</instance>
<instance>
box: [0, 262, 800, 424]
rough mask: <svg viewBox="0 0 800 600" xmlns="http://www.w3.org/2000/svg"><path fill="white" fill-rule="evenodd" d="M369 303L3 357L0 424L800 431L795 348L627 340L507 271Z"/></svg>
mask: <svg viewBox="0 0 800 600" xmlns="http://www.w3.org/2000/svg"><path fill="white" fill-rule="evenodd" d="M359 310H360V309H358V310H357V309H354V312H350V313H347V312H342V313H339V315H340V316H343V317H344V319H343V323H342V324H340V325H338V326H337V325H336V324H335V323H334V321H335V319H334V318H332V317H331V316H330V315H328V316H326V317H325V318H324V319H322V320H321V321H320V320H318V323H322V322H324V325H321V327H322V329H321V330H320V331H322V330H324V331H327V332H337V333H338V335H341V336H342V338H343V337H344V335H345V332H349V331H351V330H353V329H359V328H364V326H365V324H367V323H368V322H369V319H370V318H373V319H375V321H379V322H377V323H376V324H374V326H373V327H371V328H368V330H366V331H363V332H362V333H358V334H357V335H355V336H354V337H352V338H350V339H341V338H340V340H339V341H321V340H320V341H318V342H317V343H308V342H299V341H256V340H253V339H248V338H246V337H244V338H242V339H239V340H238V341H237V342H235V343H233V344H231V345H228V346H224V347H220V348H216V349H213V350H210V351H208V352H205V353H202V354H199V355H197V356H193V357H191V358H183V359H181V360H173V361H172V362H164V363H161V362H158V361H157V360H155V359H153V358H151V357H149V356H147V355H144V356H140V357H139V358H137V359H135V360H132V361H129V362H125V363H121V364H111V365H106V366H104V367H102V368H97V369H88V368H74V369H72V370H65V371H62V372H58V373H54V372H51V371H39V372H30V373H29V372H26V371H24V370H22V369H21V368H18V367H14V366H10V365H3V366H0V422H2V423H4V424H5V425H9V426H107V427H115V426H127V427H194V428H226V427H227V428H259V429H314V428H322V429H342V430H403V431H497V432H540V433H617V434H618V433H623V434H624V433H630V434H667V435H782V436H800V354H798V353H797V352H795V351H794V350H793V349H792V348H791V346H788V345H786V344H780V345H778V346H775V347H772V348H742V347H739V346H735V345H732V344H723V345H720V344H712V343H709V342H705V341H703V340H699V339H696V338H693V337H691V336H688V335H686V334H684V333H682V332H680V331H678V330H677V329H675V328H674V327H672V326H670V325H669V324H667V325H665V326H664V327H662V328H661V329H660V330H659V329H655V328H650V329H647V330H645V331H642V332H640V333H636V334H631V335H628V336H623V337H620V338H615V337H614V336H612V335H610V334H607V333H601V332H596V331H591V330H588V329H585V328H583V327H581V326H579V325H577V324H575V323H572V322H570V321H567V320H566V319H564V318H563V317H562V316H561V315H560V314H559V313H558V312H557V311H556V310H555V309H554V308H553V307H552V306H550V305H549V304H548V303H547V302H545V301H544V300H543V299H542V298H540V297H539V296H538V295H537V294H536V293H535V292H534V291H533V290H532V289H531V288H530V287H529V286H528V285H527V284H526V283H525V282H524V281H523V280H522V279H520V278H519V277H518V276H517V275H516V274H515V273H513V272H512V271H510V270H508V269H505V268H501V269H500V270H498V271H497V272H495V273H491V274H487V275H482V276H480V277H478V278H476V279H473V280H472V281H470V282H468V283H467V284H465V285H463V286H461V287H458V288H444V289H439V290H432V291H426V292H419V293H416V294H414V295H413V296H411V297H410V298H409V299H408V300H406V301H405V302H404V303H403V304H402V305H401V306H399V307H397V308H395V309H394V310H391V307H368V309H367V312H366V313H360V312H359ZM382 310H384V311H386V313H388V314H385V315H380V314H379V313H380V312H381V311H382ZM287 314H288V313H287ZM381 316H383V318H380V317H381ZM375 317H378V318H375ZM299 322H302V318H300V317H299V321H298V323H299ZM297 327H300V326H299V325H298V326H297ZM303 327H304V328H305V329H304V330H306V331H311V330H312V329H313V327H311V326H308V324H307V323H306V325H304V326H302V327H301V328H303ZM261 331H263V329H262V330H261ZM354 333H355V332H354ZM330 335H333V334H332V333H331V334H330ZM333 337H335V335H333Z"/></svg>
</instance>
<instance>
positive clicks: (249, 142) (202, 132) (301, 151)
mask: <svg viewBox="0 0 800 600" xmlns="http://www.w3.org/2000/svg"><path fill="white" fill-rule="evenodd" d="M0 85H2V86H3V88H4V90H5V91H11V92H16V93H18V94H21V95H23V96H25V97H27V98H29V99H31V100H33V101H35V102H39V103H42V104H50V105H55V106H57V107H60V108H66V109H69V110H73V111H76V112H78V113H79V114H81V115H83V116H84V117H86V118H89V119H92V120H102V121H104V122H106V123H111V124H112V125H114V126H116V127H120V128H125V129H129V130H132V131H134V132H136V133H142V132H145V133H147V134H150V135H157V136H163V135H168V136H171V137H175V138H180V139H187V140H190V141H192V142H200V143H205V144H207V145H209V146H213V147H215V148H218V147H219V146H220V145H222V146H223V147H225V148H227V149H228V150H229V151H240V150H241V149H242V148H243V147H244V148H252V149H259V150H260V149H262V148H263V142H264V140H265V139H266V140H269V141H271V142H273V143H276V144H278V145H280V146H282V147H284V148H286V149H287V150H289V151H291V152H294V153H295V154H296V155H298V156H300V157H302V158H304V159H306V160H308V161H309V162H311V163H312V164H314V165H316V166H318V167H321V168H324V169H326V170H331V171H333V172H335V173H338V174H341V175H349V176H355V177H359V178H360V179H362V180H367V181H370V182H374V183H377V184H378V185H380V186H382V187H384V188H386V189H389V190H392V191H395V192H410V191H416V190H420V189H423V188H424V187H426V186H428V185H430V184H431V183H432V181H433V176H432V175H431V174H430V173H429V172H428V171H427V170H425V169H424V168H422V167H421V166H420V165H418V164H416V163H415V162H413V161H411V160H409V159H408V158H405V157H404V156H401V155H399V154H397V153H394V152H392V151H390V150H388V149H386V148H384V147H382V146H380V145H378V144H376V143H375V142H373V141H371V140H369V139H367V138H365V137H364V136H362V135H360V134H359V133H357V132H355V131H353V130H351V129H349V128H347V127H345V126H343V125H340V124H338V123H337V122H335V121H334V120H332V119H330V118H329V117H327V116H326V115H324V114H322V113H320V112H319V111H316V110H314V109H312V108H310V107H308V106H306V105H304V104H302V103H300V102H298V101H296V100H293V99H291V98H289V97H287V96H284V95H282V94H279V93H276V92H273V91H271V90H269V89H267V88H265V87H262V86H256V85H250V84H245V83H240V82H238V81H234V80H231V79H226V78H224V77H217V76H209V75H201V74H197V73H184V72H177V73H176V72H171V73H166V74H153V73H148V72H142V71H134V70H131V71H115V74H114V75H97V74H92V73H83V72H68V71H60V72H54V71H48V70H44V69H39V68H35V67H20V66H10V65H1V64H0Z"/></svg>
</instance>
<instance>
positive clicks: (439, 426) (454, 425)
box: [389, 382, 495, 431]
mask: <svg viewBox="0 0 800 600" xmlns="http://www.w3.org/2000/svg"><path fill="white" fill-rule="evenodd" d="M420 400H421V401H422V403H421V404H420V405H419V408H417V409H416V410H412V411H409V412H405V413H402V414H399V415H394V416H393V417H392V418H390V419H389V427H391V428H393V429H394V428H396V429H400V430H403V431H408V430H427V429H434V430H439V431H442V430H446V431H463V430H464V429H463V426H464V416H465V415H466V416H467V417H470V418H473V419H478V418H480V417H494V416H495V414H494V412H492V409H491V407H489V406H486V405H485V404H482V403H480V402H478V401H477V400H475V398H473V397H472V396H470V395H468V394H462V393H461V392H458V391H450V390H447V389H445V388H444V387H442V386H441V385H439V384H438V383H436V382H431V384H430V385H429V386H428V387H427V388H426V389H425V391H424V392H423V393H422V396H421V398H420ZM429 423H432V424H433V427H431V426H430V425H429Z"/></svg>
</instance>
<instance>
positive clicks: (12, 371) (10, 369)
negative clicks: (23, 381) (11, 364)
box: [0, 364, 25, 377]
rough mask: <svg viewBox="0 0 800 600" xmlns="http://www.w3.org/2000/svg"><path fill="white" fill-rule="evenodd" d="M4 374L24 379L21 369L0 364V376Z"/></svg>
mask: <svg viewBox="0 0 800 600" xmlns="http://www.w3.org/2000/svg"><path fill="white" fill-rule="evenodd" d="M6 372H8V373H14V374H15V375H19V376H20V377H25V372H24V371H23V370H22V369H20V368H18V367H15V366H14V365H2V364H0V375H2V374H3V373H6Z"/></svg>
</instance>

*Brief*: Pull out the items from the very start of the records through the line containing "303L3 357L0 424L800", both ends included, and repeat those lines exactly.

*Exercise answer*:
</instance>
<instance>
box: [0, 262, 800, 424]
rough mask: <svg viewBox="0 0 800 600" xmlns="http://www.w3.org/2000/svg"><path fill="white" fill-rule="evenodd" d="M369 303L3 357L0 424L800 431L795 348L627 340L507 271Z"/></svg>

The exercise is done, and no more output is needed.